Provided material ->

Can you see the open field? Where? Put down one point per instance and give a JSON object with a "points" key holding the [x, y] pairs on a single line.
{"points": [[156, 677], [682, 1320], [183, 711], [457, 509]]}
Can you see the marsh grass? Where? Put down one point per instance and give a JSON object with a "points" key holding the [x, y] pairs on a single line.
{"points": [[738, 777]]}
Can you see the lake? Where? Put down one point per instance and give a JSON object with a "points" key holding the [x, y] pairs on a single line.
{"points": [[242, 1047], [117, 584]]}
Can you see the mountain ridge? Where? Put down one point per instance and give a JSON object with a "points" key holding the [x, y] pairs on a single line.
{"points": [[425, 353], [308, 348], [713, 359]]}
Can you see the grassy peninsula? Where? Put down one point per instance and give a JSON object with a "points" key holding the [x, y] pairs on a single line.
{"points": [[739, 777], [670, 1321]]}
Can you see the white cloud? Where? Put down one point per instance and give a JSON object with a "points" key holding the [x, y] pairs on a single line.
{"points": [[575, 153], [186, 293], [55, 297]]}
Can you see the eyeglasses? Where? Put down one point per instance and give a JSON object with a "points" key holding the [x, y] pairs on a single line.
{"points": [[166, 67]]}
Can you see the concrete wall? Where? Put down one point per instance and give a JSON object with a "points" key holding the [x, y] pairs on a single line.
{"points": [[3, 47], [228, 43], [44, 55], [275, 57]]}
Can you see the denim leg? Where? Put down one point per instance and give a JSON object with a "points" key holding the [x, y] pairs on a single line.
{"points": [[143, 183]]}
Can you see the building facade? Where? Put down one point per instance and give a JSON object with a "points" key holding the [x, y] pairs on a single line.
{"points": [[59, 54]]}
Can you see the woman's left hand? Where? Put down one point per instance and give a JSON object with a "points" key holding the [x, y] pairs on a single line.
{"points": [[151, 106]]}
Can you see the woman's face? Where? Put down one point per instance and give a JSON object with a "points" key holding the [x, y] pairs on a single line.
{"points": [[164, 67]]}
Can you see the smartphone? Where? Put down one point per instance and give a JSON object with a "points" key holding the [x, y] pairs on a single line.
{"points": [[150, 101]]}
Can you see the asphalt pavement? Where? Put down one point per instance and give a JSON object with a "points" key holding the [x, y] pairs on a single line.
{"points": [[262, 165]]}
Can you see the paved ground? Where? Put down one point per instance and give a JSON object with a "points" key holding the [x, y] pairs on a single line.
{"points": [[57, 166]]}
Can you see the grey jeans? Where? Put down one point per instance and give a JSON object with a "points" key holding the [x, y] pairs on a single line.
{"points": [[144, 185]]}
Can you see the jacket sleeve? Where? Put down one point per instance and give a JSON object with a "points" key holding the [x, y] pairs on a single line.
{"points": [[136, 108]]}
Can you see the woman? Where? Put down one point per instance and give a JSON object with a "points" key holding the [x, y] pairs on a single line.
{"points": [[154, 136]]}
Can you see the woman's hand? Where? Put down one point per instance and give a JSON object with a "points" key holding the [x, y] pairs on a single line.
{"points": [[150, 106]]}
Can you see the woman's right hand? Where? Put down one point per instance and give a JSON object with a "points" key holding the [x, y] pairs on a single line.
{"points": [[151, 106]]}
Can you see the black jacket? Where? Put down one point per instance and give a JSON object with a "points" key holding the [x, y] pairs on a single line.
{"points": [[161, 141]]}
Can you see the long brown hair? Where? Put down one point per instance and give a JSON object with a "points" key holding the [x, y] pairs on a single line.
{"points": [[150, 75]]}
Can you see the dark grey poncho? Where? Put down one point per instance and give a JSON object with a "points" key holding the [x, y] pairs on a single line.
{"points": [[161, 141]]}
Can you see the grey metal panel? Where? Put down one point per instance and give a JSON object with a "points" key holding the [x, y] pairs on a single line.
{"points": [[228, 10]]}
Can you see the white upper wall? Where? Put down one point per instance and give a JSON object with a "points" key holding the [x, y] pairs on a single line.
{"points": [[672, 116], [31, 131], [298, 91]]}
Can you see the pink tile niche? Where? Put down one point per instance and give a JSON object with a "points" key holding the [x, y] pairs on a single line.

Required work ->
Revise the listing from the line that contains "Can you see the black" through the end of the listing, replacing "instance" with "occurrence" and leaving everything else unchanged.

Correct response ->
Can you see the black jacket? Where? Put down one point per occurrence and give a JSON object with a "points" key holding the [x, y] pairs on a single line.
{"points": [[161, 141]]}
Can you see the long brown hair? Where? Put down one point per occurrence and give a JSON object with a "points" key holding the [x, y] pairs on a single line.
{"points": [[150, 75]]}
Can you see the dark grey poncho? Where? Put down one point per occurrence and give a JSON object with a "points" key holding the [x, y] pairs on a single line.
{"points": [[161, 141]]}
Can you see the grey metal panel? Where? Put down one point per occurrence and give a JSON object with a "points" key holding the [x, y] pairs on a single line.
{"points": [[228, 10]]}
Can you see the white upper wall? Where? Put down one point per occurrence and give a JSON object with a "points" key holding the [x, y] pairs on a single line.
{"points": [[672, 116], [31, 131], [298, 91]]}
Can you see the pink tile niche? Where? Put down one point per occurrence and give a JSON object with a "points" key holding the [x, y] pairs on a single line.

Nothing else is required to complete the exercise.